§ **Supplied data**:
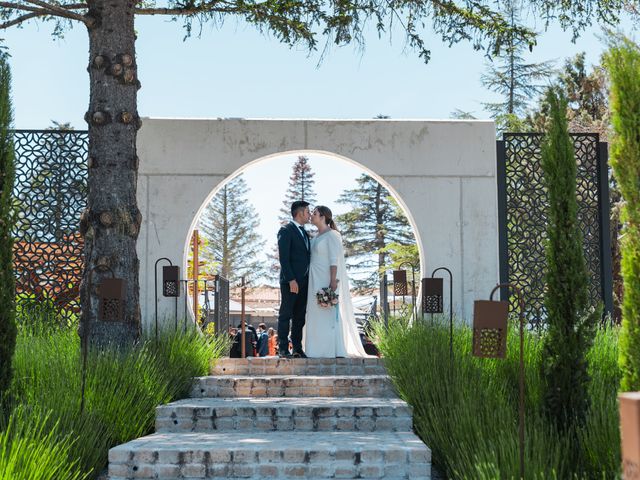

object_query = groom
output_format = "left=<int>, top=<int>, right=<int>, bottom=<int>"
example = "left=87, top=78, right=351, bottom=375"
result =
left=277, top=200, right=311, bottom=358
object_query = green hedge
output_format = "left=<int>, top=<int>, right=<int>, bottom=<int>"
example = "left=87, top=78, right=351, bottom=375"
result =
left=604, top=35, right=640, bottom=392
left=376, top=319, right=620, bottom=479
left=1, top=326, right=228, bottom=478
left=0, top=54, right=16, bottom=398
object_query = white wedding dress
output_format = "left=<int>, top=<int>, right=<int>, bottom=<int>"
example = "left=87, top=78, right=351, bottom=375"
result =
left=304, top=230, right=372, bottom=358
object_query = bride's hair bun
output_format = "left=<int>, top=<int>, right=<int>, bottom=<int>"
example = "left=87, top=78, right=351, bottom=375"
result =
left=316, top=205, right=339, bottom=231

§ **Assignment**: Every line of the listing above is to be set down verbatim, without the pictures.

§ **Answer to the exercise**:
object_query = groom
output_format = "left=<int>, top=<int>, right=<int>, bottom=<int>"
example = "left=87, top=78, right=351, bottom=375"
result =
left=277, top=200, right=311, bottom=358
object_query = green hedge
output_format = "left=<int>, top=<int>, right=<int>, bottom=<int>"
example = "left=87, top=78, right=351, bottom=375"
result =
left=604, top=35, right=640, bottom=392
left=376, top=319, right=620, bottom=479
left=1, top=326, right=228, bottom=478
left=0, top=54, right=16, bottom=398
object_query = white wedding dress
output_format = "left=<int>, top=<int>, right=<int>, bottom=<int>"
example = "left=87, top=78, right=351, bottom=375"
result =
left=304, top=230, right=372, bottom=358
object_query = bride's hair bun
output_format = "left=<int>, top=<int>, right=<int>, bottom=<int>"
example = "left=87, top=78, right=351, bottom=375"
result =
left=316, top=205, right=339, bottom=231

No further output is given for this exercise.